= Beginning of Section =

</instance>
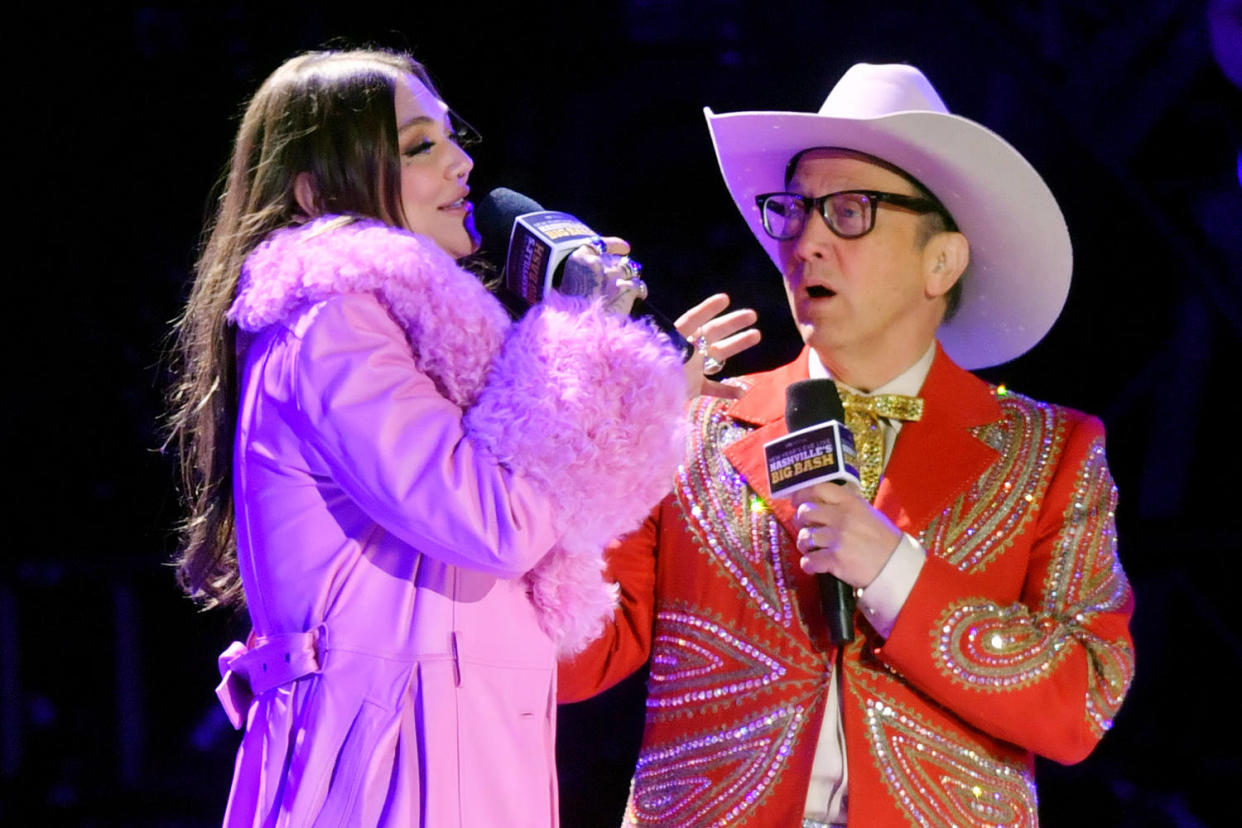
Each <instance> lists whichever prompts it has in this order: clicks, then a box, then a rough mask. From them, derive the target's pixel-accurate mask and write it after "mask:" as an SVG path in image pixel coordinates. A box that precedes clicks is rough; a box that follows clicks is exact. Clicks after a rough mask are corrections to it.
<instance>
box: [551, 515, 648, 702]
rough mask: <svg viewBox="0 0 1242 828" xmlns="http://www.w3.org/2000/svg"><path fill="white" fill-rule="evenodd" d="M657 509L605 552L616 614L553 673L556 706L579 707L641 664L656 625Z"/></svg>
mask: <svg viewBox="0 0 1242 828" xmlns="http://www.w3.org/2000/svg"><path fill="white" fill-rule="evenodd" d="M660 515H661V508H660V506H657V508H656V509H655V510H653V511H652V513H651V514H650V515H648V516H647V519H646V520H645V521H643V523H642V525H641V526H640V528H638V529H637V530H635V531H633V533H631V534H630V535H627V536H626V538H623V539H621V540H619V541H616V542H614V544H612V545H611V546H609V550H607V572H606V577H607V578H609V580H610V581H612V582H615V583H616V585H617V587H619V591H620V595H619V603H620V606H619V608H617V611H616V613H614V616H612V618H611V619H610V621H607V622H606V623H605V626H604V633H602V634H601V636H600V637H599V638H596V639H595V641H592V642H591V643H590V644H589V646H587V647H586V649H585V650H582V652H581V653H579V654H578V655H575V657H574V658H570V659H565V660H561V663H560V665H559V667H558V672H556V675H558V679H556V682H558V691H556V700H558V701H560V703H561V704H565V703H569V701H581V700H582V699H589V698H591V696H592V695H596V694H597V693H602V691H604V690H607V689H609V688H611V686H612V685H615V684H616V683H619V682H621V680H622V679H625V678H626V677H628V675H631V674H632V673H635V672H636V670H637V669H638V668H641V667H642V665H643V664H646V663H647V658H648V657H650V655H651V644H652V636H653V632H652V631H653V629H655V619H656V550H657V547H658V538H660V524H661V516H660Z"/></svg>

= End of Section =
= Beginning of Section =

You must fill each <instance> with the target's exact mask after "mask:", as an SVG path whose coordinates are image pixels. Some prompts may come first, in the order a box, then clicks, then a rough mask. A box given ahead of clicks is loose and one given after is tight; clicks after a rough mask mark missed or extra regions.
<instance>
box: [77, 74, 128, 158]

= End of Section =

● TASK DETAILS: Above are the records; return the lines in them from the one with "</instance>" to the one with "box: [551, 515, 648, 702]", inclusive, exactly and without images.

● RESULT OF THIS EXERCISE:
</instance>
Each <instance> lists whichever prompts it has in this order: clicks, then a box, then a rough mask. From them, derive the target's pixel-accurate mask and write it after "mask:" as an SVG path in image pixel coordinates. A box that precedes clicks is rough; a box that follows clicks is exact. Clicks after a rough mask are corrections to it.
<instance>
box: [551, 515, 648, 702]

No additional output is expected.